:: Work item ::
Say how many lines of the listing below include the word "wristband", with no other output.

___ Data records ___

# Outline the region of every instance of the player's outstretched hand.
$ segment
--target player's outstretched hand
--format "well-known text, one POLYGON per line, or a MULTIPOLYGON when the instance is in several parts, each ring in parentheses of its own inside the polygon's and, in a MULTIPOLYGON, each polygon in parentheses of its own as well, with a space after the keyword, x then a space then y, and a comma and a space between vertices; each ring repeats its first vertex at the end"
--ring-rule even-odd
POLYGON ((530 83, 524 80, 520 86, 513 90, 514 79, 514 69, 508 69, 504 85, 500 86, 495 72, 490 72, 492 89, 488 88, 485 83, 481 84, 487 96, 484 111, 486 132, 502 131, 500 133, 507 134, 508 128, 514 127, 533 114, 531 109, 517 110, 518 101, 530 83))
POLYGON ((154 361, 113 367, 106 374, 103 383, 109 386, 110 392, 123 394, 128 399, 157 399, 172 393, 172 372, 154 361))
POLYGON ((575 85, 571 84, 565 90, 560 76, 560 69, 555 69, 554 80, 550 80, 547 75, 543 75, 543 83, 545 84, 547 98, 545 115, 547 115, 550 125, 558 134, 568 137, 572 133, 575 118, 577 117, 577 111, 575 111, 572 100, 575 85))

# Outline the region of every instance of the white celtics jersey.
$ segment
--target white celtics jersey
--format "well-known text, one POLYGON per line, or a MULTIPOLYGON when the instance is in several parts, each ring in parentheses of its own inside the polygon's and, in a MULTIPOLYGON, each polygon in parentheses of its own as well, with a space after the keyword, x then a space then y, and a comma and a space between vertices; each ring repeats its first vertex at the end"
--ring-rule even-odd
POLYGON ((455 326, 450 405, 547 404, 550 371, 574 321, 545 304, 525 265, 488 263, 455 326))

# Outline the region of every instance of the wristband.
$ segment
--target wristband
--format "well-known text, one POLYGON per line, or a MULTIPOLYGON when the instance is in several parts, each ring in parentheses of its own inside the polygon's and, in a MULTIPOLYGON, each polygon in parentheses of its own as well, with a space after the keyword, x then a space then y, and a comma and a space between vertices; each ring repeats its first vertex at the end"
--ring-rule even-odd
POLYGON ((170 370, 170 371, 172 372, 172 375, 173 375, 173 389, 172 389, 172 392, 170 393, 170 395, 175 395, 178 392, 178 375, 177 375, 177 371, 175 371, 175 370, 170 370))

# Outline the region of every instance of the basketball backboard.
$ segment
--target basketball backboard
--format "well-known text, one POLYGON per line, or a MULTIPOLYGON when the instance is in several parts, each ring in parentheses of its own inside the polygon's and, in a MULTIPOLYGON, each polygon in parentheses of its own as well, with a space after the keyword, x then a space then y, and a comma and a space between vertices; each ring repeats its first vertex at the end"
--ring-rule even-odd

___

:: Written solution ::
2